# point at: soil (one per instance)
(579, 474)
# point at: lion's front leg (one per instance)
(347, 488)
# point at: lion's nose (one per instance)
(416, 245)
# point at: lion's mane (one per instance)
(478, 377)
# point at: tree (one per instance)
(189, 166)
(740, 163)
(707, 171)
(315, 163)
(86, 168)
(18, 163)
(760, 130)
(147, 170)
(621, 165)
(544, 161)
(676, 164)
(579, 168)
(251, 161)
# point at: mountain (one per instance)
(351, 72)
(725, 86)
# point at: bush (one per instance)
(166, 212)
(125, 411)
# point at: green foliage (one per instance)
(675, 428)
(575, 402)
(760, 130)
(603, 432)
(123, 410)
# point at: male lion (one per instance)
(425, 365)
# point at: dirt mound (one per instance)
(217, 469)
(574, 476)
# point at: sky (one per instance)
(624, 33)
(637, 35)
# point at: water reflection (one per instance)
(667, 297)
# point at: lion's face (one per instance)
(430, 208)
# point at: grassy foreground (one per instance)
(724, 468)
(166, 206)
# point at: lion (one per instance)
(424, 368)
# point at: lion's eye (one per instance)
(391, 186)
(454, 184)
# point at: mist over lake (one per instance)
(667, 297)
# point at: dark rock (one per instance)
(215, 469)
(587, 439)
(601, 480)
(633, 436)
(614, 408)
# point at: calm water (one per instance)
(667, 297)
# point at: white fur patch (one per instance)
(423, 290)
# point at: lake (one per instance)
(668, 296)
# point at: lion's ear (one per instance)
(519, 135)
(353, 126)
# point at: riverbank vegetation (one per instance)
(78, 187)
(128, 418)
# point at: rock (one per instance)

» Your instructions
Express everything from the line containing "# point at: lion's nose (one per instance)" down to the final line above as a Markdown table with the columns No. and Line. Include both of those lines, number the rows in order, and leave out any blank lines.

» Task solution
| No. | Line |
|---|---|
| 1 | # point at: lion's nose (one per instance) |
| 2 | (416, 245) |
| 3 | # point at: lion's mane (one per instance) |
| 4 | (478, 377) |
| 5 | # point at: tree (one per instance) |
| 6 | (189, 166) |
| 7 | (740, 163) |
| 8 | (707, 171) |
| 9 | (315, 163) |
| 10 | (86, 168) |
| 11 | (18, 163) |
| 12 | (760, 130) |
| 13 | (147, 170) |
| 14 | (621, 165) |
| 15 | (544, 161) |
| 16 | (676, 164) |
| 17 | (579, 168) |
| 18 | (251, 161) |
| 19 | # point at: mountain (one per instance) |
| 20 | (351, 72) |
| 21 | (725, 86) |
| 22 | # point at: bush (one per instance) |
| 23 | (166, 212) |
| 24 | (125, 411) |
| 25 | # point at: green foliage (one per instance) |
| 26 | (675, 428) |
| 27 | (575, 402) |
| 28 | (760, 130) |
| 29 | (603, 432) |
| 30 | (123, 410) |
| 31 | # point at: male lion (one per instance) |
| 32 | (425, 365) |
| 33 | # point at: dirt mound (one per instance) |
| 34 | (217, 469) |
| 35 | (574, 476) |
| 36 | # point at: sky (one per instance) |
| 37 | (624, 33) |
| 38 | (637, 35) |
| 39 | # point at: water reflection (one per instance) |
| 40 | (667, 297) |
| 41 | # point at: lion's face (one per instance) |
| 42 | (430, 208) |
| 43 | # point at: grassy foreground (one per instance) |
| 44 | (724, 468) |
| 45 | (166, 206) |
| 46 | # point at: lion (one per instance) |
| 47 | (424, 368) |
| 48 | # point at: lion's eye (one per instance) |
| 49 | (391, 186) |
| 50 | (454, 184) |
| 51 | # point at: mist over lake (one per instance) |
| 52 | (667, 297) |
| 53 | # point at: dark rock (one per instance) |
| 54 | (215, 469) |
| 55 | (587, 439) |
| 56 | (601, 480) |
| 57 | (633, 436) |
| 58 | (614, 408) |
| 59 | # point at: calm water (one per instance) |
| 60 | (667, 297) |
| 61 | # point at: white fur patch (one per instance) |
| 62 | (423, 290) |
| 63 | # point at: lake (one per instance) |
| 64 | (668, 296) |
| 65 | # point at: lion's ear (one per instance) |
| 66 | (519, 135) |
| 67 | (353, 126) |
| 68 | # point at: riverbank vegetation (one per instance) |
| 69 | (78, 187) |
| 70 | (128, 418) |
| 71 | # point at: rock (one per instance) |